> _WORK REQUEST_
Your answer should be a single number, the count of lines in the material with the string "stone".

> _RECORDS SHOWN_
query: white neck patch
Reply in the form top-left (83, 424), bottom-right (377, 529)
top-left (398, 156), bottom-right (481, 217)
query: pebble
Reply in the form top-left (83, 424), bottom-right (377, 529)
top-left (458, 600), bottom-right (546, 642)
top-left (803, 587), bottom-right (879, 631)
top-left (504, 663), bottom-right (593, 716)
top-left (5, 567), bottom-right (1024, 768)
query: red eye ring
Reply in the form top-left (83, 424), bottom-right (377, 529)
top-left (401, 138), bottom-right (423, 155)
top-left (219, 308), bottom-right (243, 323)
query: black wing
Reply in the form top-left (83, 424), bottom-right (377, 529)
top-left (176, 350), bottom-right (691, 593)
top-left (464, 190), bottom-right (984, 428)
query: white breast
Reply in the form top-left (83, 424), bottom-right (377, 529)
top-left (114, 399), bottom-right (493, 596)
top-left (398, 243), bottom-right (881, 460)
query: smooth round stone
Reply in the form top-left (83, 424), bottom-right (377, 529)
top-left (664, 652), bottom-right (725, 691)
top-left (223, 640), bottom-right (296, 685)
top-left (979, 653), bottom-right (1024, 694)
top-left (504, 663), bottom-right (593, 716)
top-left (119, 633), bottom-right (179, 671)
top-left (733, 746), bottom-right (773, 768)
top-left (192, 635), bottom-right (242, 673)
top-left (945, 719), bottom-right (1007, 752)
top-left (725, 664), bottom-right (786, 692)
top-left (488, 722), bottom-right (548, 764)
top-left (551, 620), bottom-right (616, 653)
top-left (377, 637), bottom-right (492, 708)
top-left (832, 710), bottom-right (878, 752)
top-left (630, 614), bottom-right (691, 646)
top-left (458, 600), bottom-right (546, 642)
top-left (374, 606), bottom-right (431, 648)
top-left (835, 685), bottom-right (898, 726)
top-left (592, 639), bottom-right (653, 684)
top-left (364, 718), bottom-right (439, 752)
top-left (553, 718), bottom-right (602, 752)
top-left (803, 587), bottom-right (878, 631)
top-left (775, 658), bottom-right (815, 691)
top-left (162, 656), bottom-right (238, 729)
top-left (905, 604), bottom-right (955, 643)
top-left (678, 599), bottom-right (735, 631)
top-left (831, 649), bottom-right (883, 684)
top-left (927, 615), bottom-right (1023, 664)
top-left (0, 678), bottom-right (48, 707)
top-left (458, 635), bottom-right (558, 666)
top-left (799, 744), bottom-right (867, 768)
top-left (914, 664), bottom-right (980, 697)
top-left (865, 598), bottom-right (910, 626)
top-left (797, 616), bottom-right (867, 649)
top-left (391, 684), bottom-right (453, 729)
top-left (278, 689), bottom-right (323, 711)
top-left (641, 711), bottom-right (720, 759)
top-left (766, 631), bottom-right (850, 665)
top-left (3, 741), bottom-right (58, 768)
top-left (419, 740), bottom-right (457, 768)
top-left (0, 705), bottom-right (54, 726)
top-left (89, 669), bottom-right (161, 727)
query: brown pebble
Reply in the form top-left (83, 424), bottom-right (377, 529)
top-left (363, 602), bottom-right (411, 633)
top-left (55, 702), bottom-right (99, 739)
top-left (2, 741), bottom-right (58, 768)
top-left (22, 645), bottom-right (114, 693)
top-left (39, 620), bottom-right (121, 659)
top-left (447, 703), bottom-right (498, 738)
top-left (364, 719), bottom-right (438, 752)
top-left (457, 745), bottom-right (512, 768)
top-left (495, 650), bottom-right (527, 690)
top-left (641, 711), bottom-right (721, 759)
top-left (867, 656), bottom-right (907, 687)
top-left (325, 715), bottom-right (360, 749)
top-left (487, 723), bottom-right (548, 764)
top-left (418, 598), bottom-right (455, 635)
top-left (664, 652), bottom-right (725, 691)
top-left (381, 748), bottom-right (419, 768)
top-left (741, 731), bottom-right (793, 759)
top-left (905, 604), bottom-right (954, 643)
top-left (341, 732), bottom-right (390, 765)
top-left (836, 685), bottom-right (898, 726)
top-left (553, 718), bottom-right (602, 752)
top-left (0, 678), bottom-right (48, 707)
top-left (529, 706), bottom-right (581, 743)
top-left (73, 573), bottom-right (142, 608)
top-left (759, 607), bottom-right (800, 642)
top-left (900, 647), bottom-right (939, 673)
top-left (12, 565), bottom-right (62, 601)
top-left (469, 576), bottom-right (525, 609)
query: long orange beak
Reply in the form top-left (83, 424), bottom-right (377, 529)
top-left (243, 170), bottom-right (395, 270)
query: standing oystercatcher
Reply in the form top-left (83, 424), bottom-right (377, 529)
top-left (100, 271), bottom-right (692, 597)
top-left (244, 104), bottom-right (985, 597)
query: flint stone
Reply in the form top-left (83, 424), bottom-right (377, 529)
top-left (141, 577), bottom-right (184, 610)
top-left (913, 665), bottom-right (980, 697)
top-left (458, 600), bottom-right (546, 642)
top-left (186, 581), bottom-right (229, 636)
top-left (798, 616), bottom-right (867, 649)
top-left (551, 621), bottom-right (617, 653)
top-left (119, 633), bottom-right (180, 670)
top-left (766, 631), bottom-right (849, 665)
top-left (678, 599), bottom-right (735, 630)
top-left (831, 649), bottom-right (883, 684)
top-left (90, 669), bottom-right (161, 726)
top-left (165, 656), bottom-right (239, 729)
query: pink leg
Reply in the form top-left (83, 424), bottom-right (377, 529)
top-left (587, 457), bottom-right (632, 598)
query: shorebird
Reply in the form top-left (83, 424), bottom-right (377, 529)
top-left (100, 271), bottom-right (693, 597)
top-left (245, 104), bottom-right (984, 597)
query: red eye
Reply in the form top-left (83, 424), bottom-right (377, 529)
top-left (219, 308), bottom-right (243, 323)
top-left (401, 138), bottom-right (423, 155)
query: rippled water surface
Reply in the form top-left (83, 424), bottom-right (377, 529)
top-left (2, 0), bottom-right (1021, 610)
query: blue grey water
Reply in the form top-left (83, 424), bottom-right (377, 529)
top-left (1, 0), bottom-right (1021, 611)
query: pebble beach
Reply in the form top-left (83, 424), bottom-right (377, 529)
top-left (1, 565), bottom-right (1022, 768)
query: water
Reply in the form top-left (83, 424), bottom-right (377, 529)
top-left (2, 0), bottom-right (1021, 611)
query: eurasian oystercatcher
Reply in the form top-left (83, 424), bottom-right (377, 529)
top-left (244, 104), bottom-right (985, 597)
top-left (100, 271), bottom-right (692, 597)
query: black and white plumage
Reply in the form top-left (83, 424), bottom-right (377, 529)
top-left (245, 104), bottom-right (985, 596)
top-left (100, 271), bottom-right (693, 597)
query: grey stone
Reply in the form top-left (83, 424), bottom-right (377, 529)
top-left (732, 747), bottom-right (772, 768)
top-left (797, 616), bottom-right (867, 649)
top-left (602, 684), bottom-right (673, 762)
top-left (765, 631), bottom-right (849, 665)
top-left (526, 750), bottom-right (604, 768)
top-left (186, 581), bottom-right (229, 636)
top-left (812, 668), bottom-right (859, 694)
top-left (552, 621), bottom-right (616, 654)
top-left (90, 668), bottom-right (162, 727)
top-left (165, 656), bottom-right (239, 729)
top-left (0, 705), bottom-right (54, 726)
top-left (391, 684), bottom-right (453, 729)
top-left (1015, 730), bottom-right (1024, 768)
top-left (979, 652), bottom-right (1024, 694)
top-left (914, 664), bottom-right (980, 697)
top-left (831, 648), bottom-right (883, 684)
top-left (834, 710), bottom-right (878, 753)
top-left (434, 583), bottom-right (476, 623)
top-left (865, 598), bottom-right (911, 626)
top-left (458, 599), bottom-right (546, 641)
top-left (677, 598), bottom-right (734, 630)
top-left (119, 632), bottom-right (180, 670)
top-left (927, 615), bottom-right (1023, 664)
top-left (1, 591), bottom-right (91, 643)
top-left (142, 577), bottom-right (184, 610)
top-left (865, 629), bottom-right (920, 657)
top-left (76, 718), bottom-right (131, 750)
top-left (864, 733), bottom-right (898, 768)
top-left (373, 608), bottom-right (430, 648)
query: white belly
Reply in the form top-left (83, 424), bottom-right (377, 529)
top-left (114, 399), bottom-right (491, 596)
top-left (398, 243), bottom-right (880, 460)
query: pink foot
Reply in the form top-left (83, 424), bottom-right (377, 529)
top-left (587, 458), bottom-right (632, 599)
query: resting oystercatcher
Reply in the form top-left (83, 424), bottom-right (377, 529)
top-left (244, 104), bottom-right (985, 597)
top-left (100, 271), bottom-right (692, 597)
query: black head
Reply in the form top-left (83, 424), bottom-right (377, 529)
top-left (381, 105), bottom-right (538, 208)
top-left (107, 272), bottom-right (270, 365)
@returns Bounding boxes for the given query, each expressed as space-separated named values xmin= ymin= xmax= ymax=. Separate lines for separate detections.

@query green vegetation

> _RESPONSE_
3